Segment Start: Document segment
Computer model identifies drug-resistant mutations


Monday, 01 June, 2020

Computer model identifies drug-resistant mutations

To counter drug resistance, scientists create new drugs to ‘fit’ new mutations and thus kill the cancer cell or pathogen. Now engineers at The Pennsylvania State University have developed a new approach for predicting which mutation has expanded the most in a population and should be targeted to design the most effective new drug. Their work has been published in the journal Cell Reports.

The need to design new drugs that overcome resistance is crucial to fight a mutated virus in a population of people or a mutated protein that causes drug resistance in a population of tumour cells. As explained by Assistant Professor Justin Pritchard, “Traditionally, drug developers target the most resistant mutation — the one that completely negates a drug’s effect — assuming it will be the most prevalent.”
Segment End: Document segment
Extend the news article on the Penn State computer model for predicting drug-resistant mutations, picking up directly after its final sentence.
Segment Start: Excerpted data
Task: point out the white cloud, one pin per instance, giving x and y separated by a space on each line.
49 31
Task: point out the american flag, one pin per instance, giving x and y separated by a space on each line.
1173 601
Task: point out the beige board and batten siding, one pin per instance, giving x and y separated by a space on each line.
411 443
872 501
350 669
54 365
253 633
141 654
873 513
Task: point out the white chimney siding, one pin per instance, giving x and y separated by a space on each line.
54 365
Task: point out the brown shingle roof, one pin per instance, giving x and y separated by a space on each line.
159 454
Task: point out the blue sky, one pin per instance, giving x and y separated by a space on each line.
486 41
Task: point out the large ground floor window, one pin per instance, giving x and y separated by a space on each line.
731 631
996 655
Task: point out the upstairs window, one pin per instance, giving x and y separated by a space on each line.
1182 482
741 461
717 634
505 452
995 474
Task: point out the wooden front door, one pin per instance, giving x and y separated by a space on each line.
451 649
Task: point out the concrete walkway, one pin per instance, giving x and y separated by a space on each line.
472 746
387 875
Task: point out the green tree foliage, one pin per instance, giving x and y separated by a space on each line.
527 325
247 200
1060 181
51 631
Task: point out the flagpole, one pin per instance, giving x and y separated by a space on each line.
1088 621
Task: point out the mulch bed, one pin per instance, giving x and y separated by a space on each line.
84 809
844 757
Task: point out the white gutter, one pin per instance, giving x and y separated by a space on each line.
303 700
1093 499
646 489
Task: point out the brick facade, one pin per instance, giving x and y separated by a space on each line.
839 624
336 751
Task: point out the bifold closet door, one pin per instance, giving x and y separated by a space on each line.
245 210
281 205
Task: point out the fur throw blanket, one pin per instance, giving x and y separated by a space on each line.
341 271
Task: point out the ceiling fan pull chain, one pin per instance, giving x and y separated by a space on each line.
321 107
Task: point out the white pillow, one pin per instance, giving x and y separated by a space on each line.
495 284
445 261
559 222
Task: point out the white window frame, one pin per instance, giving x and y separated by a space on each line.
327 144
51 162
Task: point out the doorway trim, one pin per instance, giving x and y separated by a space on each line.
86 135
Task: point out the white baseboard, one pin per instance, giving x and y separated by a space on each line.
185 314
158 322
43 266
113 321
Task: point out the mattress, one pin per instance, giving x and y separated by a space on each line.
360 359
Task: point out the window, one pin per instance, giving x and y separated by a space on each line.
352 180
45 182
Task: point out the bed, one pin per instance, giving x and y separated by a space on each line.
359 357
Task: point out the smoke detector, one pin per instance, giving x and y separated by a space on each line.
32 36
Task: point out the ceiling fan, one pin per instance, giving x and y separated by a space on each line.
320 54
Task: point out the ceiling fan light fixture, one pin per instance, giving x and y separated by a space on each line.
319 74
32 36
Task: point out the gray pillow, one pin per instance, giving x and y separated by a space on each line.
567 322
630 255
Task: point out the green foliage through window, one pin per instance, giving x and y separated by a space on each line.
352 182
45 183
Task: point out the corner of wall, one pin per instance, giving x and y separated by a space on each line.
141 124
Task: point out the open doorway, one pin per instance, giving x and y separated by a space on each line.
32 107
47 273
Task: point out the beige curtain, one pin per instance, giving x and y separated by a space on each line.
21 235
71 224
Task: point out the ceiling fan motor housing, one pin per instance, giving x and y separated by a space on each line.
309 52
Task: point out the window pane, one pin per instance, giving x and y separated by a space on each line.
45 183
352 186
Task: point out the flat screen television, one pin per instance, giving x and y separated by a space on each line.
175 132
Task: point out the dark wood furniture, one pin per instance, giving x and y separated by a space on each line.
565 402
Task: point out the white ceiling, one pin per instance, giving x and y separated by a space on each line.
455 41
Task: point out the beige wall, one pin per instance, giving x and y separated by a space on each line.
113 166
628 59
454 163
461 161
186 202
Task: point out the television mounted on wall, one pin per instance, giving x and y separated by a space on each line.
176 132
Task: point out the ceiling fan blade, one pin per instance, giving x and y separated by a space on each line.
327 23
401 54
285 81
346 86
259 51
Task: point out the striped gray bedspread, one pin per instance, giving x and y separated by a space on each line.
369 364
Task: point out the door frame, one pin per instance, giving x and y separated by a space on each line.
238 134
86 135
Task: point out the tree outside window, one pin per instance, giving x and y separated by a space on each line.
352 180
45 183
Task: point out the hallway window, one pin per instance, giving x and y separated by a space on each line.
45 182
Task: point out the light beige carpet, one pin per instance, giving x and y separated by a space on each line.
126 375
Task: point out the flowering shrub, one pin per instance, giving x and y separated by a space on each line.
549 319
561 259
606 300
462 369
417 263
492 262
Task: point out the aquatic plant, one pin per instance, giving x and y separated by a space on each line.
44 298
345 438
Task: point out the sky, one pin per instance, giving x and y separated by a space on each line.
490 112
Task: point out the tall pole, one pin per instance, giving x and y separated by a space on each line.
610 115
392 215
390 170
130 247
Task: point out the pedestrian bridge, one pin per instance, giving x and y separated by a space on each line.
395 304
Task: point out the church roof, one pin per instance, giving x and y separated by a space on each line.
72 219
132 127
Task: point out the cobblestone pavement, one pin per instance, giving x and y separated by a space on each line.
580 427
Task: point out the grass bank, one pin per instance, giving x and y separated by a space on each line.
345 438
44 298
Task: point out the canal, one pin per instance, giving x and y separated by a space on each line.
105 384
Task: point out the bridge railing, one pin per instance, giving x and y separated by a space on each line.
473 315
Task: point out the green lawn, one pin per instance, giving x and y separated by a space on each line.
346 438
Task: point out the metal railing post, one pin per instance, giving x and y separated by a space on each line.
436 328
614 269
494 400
Segment End: Excerpted data
(Answer space):
However, Asst Prof Pritchard and his team’s computer models have revealed that mutations that have a weaker resistance to the drug can also expand to be the most prevalent in a population of cells. In that case, the mutant that is more prevalent — even if less resistant — would need to be targeted to have the greatest effect at treating the disease.

The group tested their approach on mutating cancer cells. In a study of mutations that arose in leukaemia patients before and after drug treatment, they found that the mutation that most strongly blocked the effect of the original leukaemia drug was not the most common. Instead, a less resistant mutant had expanded to become the most prevalent in the tumour cells. In that case, a new drug targeting the more moderately resistant mutant would be the most effective at targeting the most leukaemia cells.

“Similar proteins can be made using slightly different genetic codes,” Asst Prof Pritchard said. “Our model found that the slight differences caused certain versions of the resistance proteins to be made more efficiently by the cell’s machinery. In the case of leukaemia, that type of bias caused the less resistant protein to be the most widely spread in the leukaemia cell population.” Thus, though it has a weaker effect, the protein’s ubiquity in the population made it more dangerous than the most resistant but less prevalent mutant.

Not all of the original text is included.